* Start *
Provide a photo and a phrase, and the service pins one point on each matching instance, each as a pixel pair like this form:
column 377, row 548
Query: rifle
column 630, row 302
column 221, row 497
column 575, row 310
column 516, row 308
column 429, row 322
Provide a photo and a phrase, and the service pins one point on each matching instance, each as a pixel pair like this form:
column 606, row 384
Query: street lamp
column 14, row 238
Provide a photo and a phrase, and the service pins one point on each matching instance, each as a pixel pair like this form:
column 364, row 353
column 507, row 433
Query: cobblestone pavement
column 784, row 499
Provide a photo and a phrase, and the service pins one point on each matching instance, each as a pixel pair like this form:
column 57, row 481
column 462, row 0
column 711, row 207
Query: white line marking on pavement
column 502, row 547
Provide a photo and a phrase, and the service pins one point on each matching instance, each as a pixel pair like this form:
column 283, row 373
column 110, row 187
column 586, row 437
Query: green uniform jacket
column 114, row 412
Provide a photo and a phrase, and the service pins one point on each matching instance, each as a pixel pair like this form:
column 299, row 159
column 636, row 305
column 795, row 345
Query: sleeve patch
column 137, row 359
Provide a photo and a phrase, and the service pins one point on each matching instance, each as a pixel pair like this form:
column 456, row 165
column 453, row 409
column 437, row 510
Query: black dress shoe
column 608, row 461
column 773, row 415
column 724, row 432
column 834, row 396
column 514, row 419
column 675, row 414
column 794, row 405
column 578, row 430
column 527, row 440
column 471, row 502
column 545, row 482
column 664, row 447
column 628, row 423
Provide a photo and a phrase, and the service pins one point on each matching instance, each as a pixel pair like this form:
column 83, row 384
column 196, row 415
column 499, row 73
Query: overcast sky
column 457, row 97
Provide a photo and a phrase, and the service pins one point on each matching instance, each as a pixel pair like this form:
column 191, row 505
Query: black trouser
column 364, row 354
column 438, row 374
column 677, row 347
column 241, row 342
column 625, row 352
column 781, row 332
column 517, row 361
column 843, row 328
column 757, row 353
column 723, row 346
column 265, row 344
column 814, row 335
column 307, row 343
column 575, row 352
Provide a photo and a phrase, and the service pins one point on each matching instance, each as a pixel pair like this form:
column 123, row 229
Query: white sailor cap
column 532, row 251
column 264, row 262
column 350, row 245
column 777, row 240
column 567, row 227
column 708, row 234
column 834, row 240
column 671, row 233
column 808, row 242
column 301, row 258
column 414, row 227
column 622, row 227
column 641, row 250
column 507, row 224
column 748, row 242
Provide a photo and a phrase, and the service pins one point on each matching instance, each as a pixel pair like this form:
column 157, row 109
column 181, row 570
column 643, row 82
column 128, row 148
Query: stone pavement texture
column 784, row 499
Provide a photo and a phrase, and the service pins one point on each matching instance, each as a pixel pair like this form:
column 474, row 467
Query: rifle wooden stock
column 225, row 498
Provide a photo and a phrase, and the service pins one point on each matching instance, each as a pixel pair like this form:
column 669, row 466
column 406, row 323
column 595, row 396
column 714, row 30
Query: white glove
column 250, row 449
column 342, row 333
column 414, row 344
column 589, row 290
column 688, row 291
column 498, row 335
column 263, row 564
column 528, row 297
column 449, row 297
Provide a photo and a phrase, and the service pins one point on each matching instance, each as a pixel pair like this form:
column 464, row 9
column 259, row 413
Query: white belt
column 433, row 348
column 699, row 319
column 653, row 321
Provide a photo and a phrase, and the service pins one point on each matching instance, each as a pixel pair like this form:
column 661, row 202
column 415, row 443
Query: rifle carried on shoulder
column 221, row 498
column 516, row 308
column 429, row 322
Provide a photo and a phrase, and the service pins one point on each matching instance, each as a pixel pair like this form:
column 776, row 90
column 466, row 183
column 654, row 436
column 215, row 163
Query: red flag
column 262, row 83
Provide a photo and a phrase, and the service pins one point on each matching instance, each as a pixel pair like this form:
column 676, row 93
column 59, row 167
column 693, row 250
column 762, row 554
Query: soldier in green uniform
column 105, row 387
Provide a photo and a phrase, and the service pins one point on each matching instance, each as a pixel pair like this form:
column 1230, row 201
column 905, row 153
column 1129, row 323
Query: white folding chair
* End *
* _EXERCISE TASK_:
Retype every record above exactly as it appears.

* _SOLVED EXERCISE_:
Provide a photo and a phrase, and the service pins one point on each matching instance, each as a pixel pair like this form:
column 377, row 548
Query: rifle
column 630, row 302
column 221, row 497
column 575, row 310
column 516, row 308
column 429, row 322
Provide a photo and a phrase, and the service pins one point on each matching instance, each as a pixel pair like this form:
column 606, row 384
Query: street lamp
column 14, row 238
Provide a photo and a phrase, and the service pins one point on each matching instance, each as a pixel pair like this form:
column 364, row 353
column 507, row 433
Query: cobblestone pavement
column 784, row 499
Provide a photo and a phrase, and the service pins one point on each matching instance, each as a pixel pair like this form:
column 57, row 481
column 462, row 0
column 711, row 207
Query: white line marking on pavement
column 502, row 547
Provide a photo and a phrase, and the service pins one point on each matching instance, each as a pixel pair like this form:
column 283, row 373
column 110, row 187
column 586, row 437
Query: green uniform jacket
column 114, row 412
Provide a photo and a phrase, and the service pins one point on each matching instance, each as a pixel pair like this form:
column 299, row 159
column 636, row 305
column 795, row 345
Query: sleeve patch
column 137, row 359
Provide a photo and a phrase, and the service pins one point on each matching instance, each as a pixel pair like this form:
column 456, row 165
column 453, row 409
column 437, row 510
Query: black dress shoe
column 608, row 461
column 773, row 415
column 724, row 432
column 834, row 396
column 514, row 419
column 675, row 414
column 794, row 405
column 578, row 430
column 527, row 440
column 471, row 502
column 545, row 482
column 664, row 447
column 628, row 423
Provide a photo and a phrase, and the service pins one point on each matching instance, each as a pixel pair like this form:
column 83, row 384
column 196, row 415
column 499, row 73
Query: overcast sky
column 457, row 97
Provide a photo and a phrase, and the service pins one point on each matching instance, each as a pixel pair like this form:
column 191, row 505
Query: black trouser
column 364, row 354
column 438, row 374
column 677, row 347
column 241, row 342
column 625, row 352
column 781, row 332
column 517, row 361
column 843, row 328
column 757, row 353
column 723, row 346
column 265, row 344
column 814, row 335
column 307, row 343
column 575, row 352
Provide a photo and a phrase, and the service pins one point on each matching instance, each as a pixel pair like this form:
column 123, row 229
Query: white sailor cap
column 532, row 251
column 264, row 262
column 350, row 245
column 777, row 240
column 567, row 227
column 708, row 234
column 834, row 240
column 671, row 233
column 808, row 242
column 301, row 258
column 414, row 227
column 622, row 227
column 641, row 250
column 507, row 224
column 748, row 242
Provide a photo and a phrase, and the service pins one point on each matching instance, each as a pixel pair like this form:
column 157, row 109
column 181, row 570
column 643, row 82
column 128, row 148
Query: stone pavement texture
column 784, row 499
Provide a photo and a phrase, and the service pins one point on each matching instance, each as a pixel pair like this form:
column 474, row 467
Query: rifle wooden stock
column 225, row 498
Provide a photo and a phrase, and the service pins one point on each matching instance, each as a pixel pair like this form:
column 669, row 466
column 406, row 323
column 595, row 396
column 714, row 30
Query: white glove
column 250, row 449
column 342, row 333
column 414, row 344
column 589, row 290
column 688, row 291
column 498, row 335
column 263, row 564
column 528, row 297
column 449, row 297
Provide a photo and a phrase, and the service pins one point on each matching instance, each as a pixel pair like this form:
column 464, row 9
column 259, row 413
Query: white belt
column 433, row 348
column 699, row 319
column 653, row 321
Provide a photo and a phrase, and the service pins one point on each matching instance, each as a pixel pair like this form:
column 661, row 202
column 415, row 443
Query: rifle carried on shoulder
column 221, row 498
column 516, row 308
column 429, row 322
Provide a photo and a phrase, and the service pins one point on each matching instance, each as a pixel pair like this form:
column 776, row 90
column 466, row 183
column 654, row 436
column 215, row 163
Query: red flag
column 262, row 83
Provide a photo and a phrase, and the service pins one point on each matching instance, each as a pixel pair like this form:
column 676, row 93
column 59, row 167
column 693, row 250
column 762, row 554
Query: soldier in green uniform
column 105, row 387
Provide a photo and a phrase, and the service pins one point on each matching instance, each as a pixel pair like this form:
column 1230, row 201
column 905, row 153
column 1129, row 323
Query: white folding chair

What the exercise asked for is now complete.